Scientists have also detected cosmic rays coming from the direction of the sun, which is because the star’s magnetic field has deflected them towards earth. Sometimes, particles in the cosmic rays interact with the sun’s atmosphere to produce gamma rays, which scientists study as solar gamma rays.
Theory v. observation mismatch
As products of the solar magnetic field, the composition of the solar atmosphere, and the composition of cosmic rays, scientists can deduce much about these three things by studying the solar gamma rays themselves. Now, a new measurement has indicated to scientists that they may be missing something in this relationship.
Researchers at the High-Altitude Water Cherenkov (HAWC) Observatory, in Puebla, Mexico, reported on August 3 in the journal Physical Review Letters that HAWC had detected TeV-energy gamma rays from the sun. TeV stands for tera-electron-volt, or 1 trillion eV, a very high amount of energy for particles. This, the paper’s authors write, is the first time such energetic gamma rays have been detected from the sun.
HAWC also found more such high-energy gamma rays than expected.
Existing models of the sun’s magnetic field and atmosphere can’t account for this ‘excess’ energy and brightness, and scientists will need to figure out why.
Checking for Cherenkov radiation
“Most ongoing research is focused on trying to correctly model how the cosmic rays interact in the sun’s atmosphere,” Michigan State University postdoctoral research associate and a corresponding author of the new study Mehr Un Nisa told this writer in an email. “The cosmic-ray composition is relatively well-understood. However, the solar magnetic fields at various distances from the sun’s surface and their evolution with time is a complicated problem.”
“At low energies — billions to trillions of eV — cosmic rays are affected by the modulation of magnetic fields in the inner solar system as well as the fields in the solar atmosphere, modelling both of which is complicated,” postdoctoral scholar at Pennsylvania State University Mukul Bhattacharya told this writer. “At high energies — trillions to quadrillions of eV — the effects of magnetic fields are less prominent but have not been looked at in detail in the literature.”
When gamma rays from space smash into atoms in earth’s upper atmosphere, they produce a shower of particles that stream downwards, leading to a cascade of more particles. HAWC is located at 4.1 km above sea level, between two dormant volcanoes, to minimise the distance between the shower and its detectors. It consists of 300 tanks, each holding 200 tonnes (or 2 lakh litres) of pure water.

SET TASK 1:
Locate each line in the records below that contains the word "Find", and copy those lines.

[Excerpt from a dataset]
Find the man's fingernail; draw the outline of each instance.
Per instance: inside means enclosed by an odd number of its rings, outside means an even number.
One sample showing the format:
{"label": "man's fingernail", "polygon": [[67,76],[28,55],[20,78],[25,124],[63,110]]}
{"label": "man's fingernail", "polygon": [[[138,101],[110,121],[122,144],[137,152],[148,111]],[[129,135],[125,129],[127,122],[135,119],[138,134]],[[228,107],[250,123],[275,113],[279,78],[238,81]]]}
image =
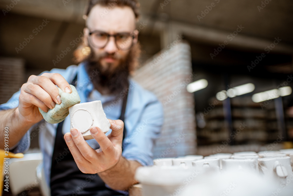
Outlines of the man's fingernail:
{"label": "man's fingernail", "polygon": [[98,133],[98,129],[95,128],[91,130],[91,133],[94,135]]}
{"label": "man's fingernail", "polygon": [[70,132],[71,133],[71,135],[72,135],[72,136],[75,136],[77,135],[77,130],[76,129],[71,129],[71,130],[70,131]]}
{"label": "man's fingernail", "polygon": [[52,108],[54,108],[55,107],[55,106],[56,105],[56,103],[54,102],[53,101],[51,103],[51,107],[52,107]]}
{"label": "man's fingernail", "polygon": [[60,98],[60,96],[58,95],[58,96],[57,96],[56,98],[56,99],[57,99],[57,103],[58,104],[60,104],[61,103],[61,99]]}
{"label": "man's fingernail", "polygon": [[70,135],[66,135],[65,136],[65,139],[66,140],[66,141],[67,142],[71,141],[71,136]]}
{"label": "man's fingernail", "polygon": [[113,126],[113,128],[116,128],[116,129],[120,129],[122,128],[122,127],[121,127],[121,126],[117,125],[116,125],[116,124],[115,124],[115,123],[113,124],[112,124],[112,126]]}
{"label": "man's fingernail", "polygon": [[71,92],[71,91],[70,91],[70,89],[68,87],[65,87],[65,89],[64,90],[65,91],[65,93],[70,93]]}

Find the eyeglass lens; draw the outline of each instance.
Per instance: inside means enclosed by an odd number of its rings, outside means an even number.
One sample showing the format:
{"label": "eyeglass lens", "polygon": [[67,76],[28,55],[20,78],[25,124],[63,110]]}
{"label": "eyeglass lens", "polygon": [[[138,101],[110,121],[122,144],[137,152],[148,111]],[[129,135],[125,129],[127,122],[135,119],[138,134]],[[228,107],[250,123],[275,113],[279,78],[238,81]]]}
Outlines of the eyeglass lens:
{"label": "eyeglass lens", "polygon": [[91,35],[92,43],[94,46],[101,48],[105,47],[108,43],[110,37],[114,36],[117,47],[120,50],[127,50],[132,46],[133,37],[130,33],[119,33],[110,36],[108,33],[94,32]]}

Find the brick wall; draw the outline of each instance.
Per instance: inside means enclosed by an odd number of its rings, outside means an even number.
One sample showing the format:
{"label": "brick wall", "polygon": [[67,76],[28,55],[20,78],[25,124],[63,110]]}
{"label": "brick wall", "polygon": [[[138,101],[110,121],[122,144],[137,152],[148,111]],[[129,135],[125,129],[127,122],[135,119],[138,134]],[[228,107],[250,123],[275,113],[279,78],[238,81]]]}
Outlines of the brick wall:
{"label": "brick wall", "polygon": [[193,154],[196,152],[193,95],[186,90],[194,73],[190,47],[183,42],[174,41],[168,50],[155,55],[133,77],[154,93],[163,106],[164,125],[154,149],[154,158]]}

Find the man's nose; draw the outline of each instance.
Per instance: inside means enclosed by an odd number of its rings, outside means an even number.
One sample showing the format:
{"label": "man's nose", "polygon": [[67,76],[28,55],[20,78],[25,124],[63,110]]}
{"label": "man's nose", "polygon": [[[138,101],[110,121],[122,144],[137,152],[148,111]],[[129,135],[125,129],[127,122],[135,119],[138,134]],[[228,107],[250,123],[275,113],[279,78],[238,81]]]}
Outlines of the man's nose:
{"label": "man's nose", "polygon": [[118,48],[115,42],[115,38],[111,36],[109,38],[109,41],[104,48],[104,49],[105,52],[109,54],[113,53],[117,51]]}

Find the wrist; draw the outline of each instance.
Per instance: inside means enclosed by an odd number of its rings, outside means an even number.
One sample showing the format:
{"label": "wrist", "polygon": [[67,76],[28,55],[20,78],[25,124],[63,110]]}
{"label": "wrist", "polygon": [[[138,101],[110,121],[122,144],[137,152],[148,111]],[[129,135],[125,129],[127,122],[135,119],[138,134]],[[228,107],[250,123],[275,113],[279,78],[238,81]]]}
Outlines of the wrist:
{"label": "wrist", "polygon": [[123,162],[124,158],[122,156],[120,156],[119,158],[118,161],[114,165],[112,166],[110,168],[108,168],[105,171],[101,172],[99,173],[103,174],[105,175],[107,175],[109,173],[111,173],[113,171],[117,171],[119,169],[119,165],[121,165],[121,163]]}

SET TASK 2:
Write out the part of the passage on solar gamma rays above that opens with "Scientists have also" and closes with "solar gamma rays.", changing "deflected" to "bent".

FINAL RESULT 1:
Find the man's fingernail; draw the outline of each instance.
Find the eyeglass lens; draw the outline of each instance.
Find the brick wall; draw the outline of each instance.
Find the man's nose; draw the outline of each instance.
Find the wrist; draw the outline of each instance.

FINAL RESULT 2:
Scientists have also detected cosmic rays coming from the direction of the sun, which is because the star’s magnetic field has bent them towards earth. Sometimes, particles in the cosmic rays interact with the sun’s atmosphere to produce gamma rays, which scientists study as solar gamma rays.